** START OF Passage to read **
Studio album by Nitzer Ebb
- Released: 27 March 1995
- Genre: Electronic; industrial rock; industrial metal;
- Length: 44:04
- Label: Mute (UK); Geffen/MCA (US);
- Producer: Flood

Nitzer Ebb chronology
| Ebbhead (1991) | Big Hit (1995) | Body of Work (2006) |

Singles from Big Hit
- "Kick It" Released: 20 February 1995; "I Thought" Released: 24 April 1995;

= Big Hit (album) =

Big Hit is the fifth studio album by British EBM group Nitzer Ebb. It was released by Mute Records in 1995. The album included two singles, "Kick It" and "I Thought". The album is a great departure from the previous albums EBM stylings, featuring a heavy influence from alternative rock and a greater emphasis on more traditional instruments. Big Hit was the band's final release for Mute until its 2006 retrospective, Body of Work.
** END OF Passage to read **
▸ Stated problem 1
According to the album profile, who produced Big Hit?
▸ Stated problem 2
Transcribe the album profile word for word, starting at "Big Hit is the" and ending at "Body of Work.".
Answer only from the album profile, without outside knowledge.
** START OF Listed records **
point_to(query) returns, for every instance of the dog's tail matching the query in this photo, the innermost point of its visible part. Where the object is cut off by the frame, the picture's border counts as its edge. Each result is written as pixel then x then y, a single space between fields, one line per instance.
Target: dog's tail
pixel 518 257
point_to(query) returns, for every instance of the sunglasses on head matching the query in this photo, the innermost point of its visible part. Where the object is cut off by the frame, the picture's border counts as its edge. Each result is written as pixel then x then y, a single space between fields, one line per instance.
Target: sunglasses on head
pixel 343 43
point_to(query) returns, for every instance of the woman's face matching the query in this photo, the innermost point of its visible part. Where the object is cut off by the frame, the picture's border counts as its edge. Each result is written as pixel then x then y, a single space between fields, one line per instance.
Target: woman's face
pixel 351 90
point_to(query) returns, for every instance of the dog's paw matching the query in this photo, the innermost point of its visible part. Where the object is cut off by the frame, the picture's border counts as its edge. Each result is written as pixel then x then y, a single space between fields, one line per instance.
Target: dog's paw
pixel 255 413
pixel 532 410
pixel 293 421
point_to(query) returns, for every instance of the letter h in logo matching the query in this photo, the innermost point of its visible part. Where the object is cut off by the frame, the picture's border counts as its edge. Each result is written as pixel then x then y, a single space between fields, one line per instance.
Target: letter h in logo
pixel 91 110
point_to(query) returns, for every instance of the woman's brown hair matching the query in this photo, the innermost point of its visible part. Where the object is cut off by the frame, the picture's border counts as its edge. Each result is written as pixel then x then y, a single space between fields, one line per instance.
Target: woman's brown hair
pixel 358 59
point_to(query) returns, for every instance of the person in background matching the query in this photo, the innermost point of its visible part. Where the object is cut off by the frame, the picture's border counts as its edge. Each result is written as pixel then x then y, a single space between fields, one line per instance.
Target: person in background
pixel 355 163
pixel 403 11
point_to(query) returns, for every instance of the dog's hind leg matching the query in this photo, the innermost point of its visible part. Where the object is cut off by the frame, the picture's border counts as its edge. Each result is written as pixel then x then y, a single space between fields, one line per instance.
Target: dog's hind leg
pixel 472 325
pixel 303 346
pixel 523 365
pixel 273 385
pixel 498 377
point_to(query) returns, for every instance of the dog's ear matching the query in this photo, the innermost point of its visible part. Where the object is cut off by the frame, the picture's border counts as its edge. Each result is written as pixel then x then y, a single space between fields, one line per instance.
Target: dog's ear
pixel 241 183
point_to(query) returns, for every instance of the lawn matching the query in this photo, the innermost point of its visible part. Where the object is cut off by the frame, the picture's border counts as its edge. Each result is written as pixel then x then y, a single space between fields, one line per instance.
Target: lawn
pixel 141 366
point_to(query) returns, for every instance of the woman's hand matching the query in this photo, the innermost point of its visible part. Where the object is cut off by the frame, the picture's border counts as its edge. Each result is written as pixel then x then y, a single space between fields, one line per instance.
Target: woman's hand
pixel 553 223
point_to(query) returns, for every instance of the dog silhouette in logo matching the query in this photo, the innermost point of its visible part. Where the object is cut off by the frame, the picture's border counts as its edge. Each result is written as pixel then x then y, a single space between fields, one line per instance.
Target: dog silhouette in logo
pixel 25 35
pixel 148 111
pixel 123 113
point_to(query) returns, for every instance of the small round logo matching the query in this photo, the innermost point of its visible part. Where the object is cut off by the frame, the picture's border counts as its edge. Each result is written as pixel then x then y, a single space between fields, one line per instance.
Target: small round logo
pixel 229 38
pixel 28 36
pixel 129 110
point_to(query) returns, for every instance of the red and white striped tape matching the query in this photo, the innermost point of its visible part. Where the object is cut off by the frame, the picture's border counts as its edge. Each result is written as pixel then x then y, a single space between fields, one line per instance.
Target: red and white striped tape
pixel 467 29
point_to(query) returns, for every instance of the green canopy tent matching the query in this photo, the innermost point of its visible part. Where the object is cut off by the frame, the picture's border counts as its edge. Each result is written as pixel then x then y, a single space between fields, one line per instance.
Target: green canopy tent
** END OF Listed records **
▸ Worked answer 1
Flood

▸ Worked answer 2
Big Hit is the fifth studio album by British EBM group Nitzer Ebb. It was released by Mute Records in 1995. The album included two singles, "Kick It" and "I Thought". The album is a great departure from the previous albums EBM stylings, featuring a heavy influence from alternative rock and a greater emphasis on more traditional instruments. Big Hit was the band's final release for Mute until its 2006 retrospective, Body of Work.